Segmentation mask data
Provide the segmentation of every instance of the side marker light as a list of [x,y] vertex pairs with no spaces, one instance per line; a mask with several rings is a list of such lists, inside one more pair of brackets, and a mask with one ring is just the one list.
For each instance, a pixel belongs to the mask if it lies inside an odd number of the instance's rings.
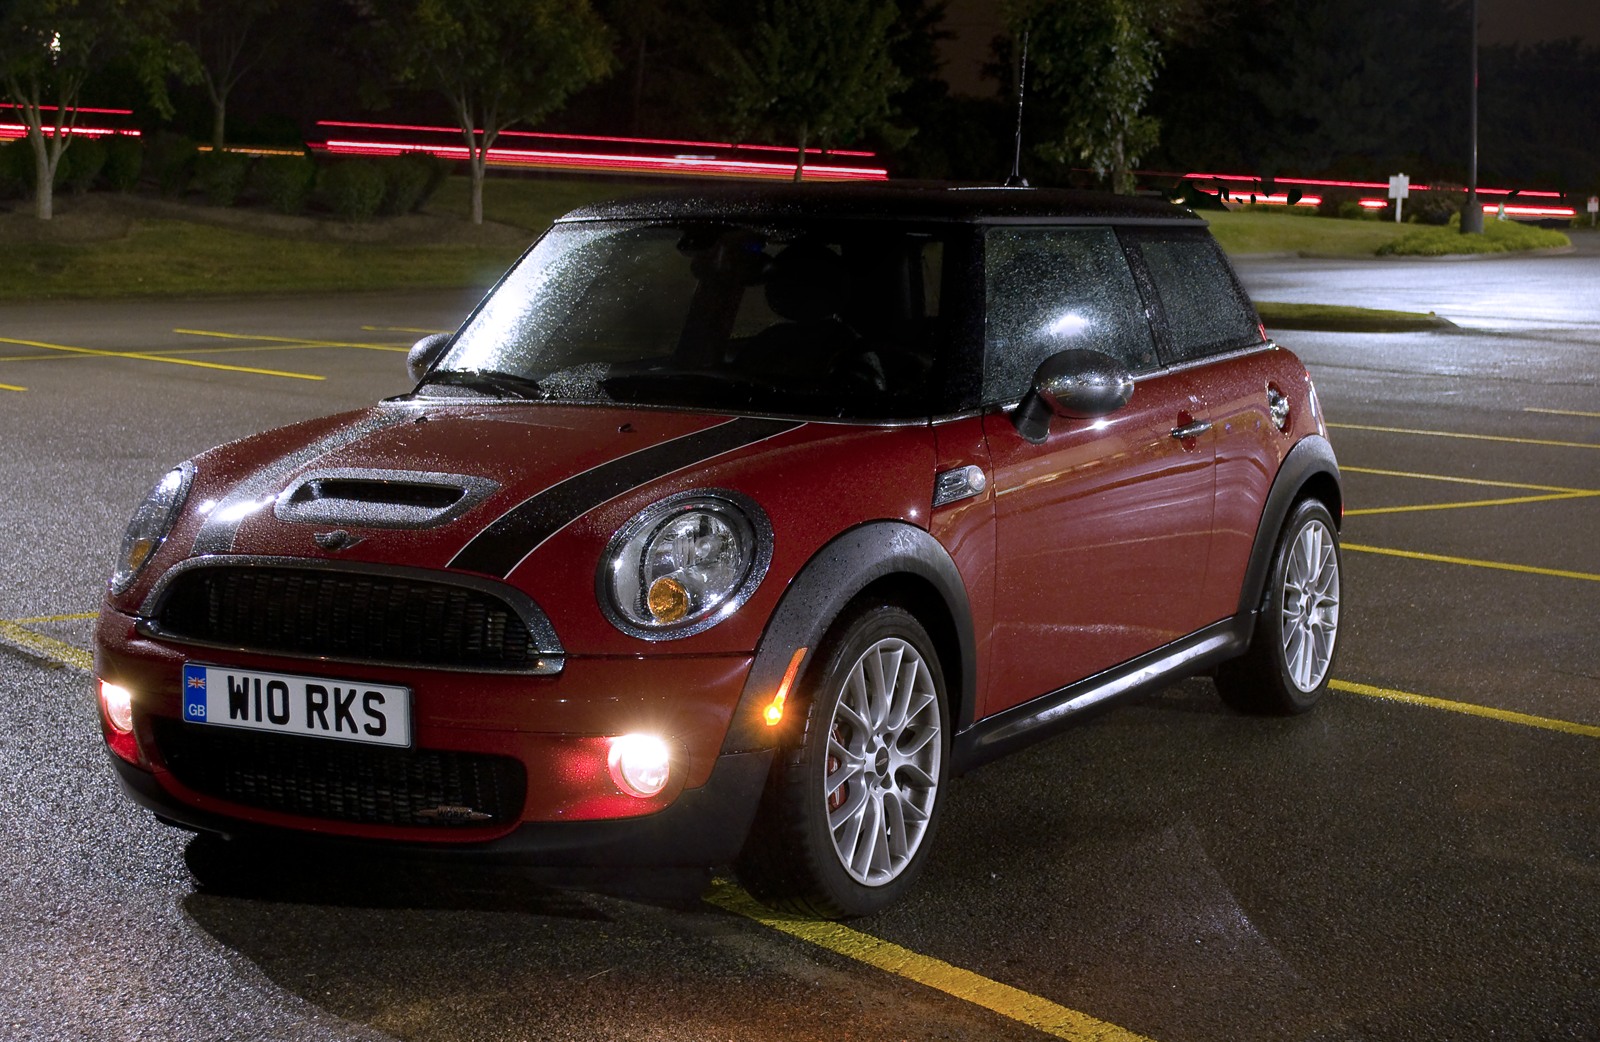
[[783,704],[789,700],[789,689],[794,687],[795,677],[800,675],[800,663],[806,657],[807,648],[797,648],[789,659],[789,668],[783,672],[783,682],[778,685],[778,693],[772,696],[772,701],[767,703],[767,708],[761,713],[761,718],[767,722],[768,727],[777,727],[783,722]]

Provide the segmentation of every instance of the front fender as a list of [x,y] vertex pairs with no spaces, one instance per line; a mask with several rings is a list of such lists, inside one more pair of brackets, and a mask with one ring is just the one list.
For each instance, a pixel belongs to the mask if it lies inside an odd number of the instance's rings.
[[896,580],[919,594],[925,605],[931,597],[932,607],[948,616],[923,622],[935,644],[940,643],[941,633],[953,638],[954,647],[938,650],[945,663],[952,659],[958,663],[956,670],[947,666],[945,672],[952,680],[959,678],[959,689],[951,692],[958,707],[956,718],[963,726],[970,722],[977,661],[972,610],[961,573],[939,541],[923,529],[903,521],[873,521],[835,537],[789,582],[767,621],[723,753],[777,744],[783,728],[769,727],[763,710],[783,682],[795,650],[807,648],[809,657],[851,601],[875,583]]

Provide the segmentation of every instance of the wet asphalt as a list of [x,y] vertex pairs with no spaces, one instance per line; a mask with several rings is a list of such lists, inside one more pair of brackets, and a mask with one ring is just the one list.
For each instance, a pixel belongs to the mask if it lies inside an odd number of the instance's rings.
[[[917,891],[855,930],[1106,1038],[1600,1037],[1600,497],[1583,494],[1600,491],[1600,240],[1578,243],[1242,261],[1258,299],[1455,323],[1275,331],[1317,380],[1363,548],[1345,557],[1345,689],[1262,720],[1191,680],[968,775]],[[0,390],[0,620],[87,647],[72,616],[168,466],[405,389],[398,349],[470,304],[0,308],[0,385],[25,388]],[[705,903],[701,877],[593,892],[241,864],[124,800],[87,674],[14,637],[0,628],[0,1038],[1048,1037]]]

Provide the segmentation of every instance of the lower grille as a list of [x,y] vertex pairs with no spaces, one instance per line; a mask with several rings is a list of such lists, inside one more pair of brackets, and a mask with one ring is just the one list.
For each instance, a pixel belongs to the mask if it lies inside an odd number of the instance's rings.
[[527,773],[508,756],[387,749],[352,742],[156,721],[184,785],[262,810],[362,825],[483,827],[514,821]]

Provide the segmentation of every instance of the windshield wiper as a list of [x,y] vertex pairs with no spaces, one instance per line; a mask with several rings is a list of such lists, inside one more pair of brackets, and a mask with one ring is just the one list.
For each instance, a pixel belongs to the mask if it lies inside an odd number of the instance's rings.
[[543,398],[544,390],[531,376],[498,369],[441,369],[428,374],[430,384],[448,384],[474,391],[510,395],[513,398]]

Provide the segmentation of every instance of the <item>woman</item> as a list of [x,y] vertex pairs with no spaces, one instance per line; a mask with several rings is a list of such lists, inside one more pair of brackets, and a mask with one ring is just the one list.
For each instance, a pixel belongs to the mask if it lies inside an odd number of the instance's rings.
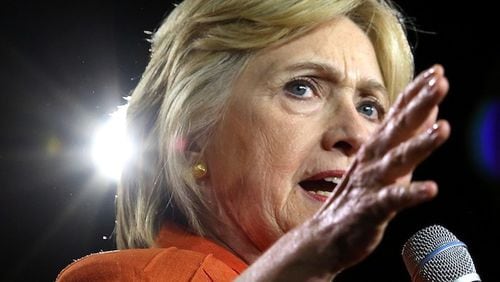
[[329,281],[436,195],[411,174],[448,138],[448,82],[437,65],[405,88],[389,2],[186,0],[152,41],[127,110],[121,251],[60,281]]

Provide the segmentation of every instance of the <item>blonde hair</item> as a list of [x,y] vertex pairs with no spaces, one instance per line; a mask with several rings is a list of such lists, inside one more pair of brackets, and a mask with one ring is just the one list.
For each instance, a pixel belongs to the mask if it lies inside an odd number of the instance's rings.
[[185,0],[152,38],[131,95],[127,128],[137,146],[116,199],[118,248],[154,246],[165,220],[210,233],[215,216],[190,168],[222,118],[231,83],[259,50],[339,16],[373,43],[392,100],[413,77],[399,12],[384,0]]

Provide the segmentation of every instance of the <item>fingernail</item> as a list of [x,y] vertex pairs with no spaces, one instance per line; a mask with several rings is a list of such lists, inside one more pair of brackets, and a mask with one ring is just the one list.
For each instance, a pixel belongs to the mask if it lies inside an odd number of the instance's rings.
[[431,127],[429,127],[429,129],[427,129],[427,134],[434,137],[434,135],[436,135],[436,132],[438,129],[439,129],[439,124],[434,123]]
[[417,187],[418,195],[423,199],[429,199],[436,195],[435,189],[427,183]]
[[436,68],[435,67],[431,67],[430,69],[428,69],[428,70],[425,71],[424,78],[429,78],[434,73],[436,73]]
[[436,85],[436,82],[437,82],[437,77],[433,77],[431,78],[428,82],[427,82],[427,88],[432,89],[434,87],[434,85]]

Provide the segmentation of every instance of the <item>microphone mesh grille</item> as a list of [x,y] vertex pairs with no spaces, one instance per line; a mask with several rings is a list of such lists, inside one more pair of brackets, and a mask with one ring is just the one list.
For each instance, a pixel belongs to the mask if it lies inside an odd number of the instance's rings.
[[403,260],[414,281],[453,281],[469,273],[476,273],[472,258],[464,246],[454,246],[426,258],[441,246],[459,242],[446,228],[432,225],[415,233],[403,246]]

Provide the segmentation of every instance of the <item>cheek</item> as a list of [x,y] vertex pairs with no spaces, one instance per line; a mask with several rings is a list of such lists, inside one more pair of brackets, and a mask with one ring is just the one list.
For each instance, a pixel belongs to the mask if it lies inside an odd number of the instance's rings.
[[372,122],[367,122],[366,125],[360,130],[361,134],[365,136],[363,138],[363,143],[370,142],[375,135],[375,132],[380,128],[381,124],[379,123],[372,123]]
[[[226,171],[289,173],[308,150],[311,128],[294,122],[290,117],[273,114],[272,110],[257,111],[253,115],[229,115],[215,138],[215,146]],[[217,156],[214,156],[217,157]]]
[[311,150],[311,132],[299,130],[310,126],[265,115],[227,120],[207,150],[219,207],[238,217],[276,217]]
[[293,127],[260,123],[251,128],[227,127],[212,150],[214,184],[222,184],[232,199],[279,191],[304,158],[304,140]]
[[278,173],[287,173],[296,169],[302,158],[306,139],[301,138],[296,127],[288,124],[277,124],[272,128],[259,131],[253,146],[259,148],[266,166]]

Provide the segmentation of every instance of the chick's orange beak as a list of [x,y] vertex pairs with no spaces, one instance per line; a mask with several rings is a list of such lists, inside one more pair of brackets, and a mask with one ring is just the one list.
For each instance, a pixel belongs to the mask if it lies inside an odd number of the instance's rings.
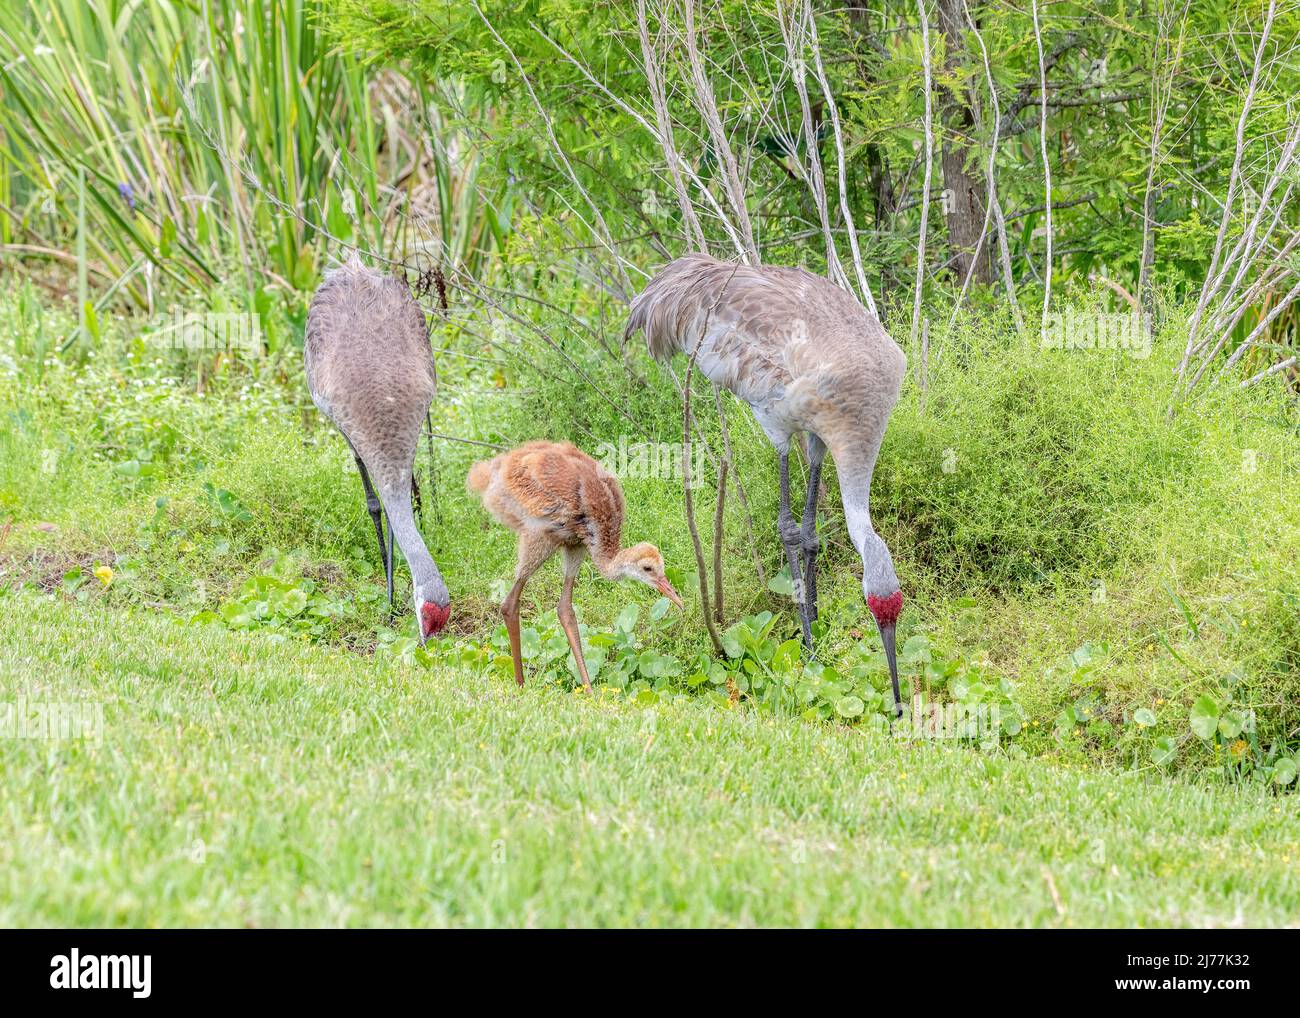
[[673,585],[668,582],[668,577],[663,577],[655,586],[659,588],[659,593],[677,605],[678,608],[683,607],[682,599],[678,596],[677,591],[673,590]]

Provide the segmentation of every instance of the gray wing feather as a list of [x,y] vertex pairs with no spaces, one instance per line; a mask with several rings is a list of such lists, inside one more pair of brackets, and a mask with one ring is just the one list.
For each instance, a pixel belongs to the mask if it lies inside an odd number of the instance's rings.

== TASK OBJECTIVE ==
Give back an exact repeat of the lines from the top of the data through the line that holds "Provide the segmentation of every instance of the front", both included, and omit pictures.

== WRITTEN ANSWER ==
Provide the segmentation of every instance of the side marker light as a list of [x,y] vertex pairs with no spaces, one instance per line; a mask with several rings is a list of such lists, inside one more pair of brackets, and a mask with one ring is just the one list.
For each instance, a pixel belongs to the mask if it lies inside an odd number of the instance's rings.
[[783,704],[789,700],[789,689],[794,687],[795,677],[800,675],[800,663],[806,657],[807,648],[797,648],[789,659],[789,668],[783,672],[783,682],[778,685],[778,693],[772,696],[772,701],[767,703],[767,708],[761,713],[761,718],[767,722],[768,727],[777,727],[783,722]]

Provide the segmentation of every instance of the front fender as a list of [x,y] vertex pairs with no spaces, one instance per line; a mask with several rings is a list of such lists, inside one more pair of brackets, and a mask with one ring is just the one list.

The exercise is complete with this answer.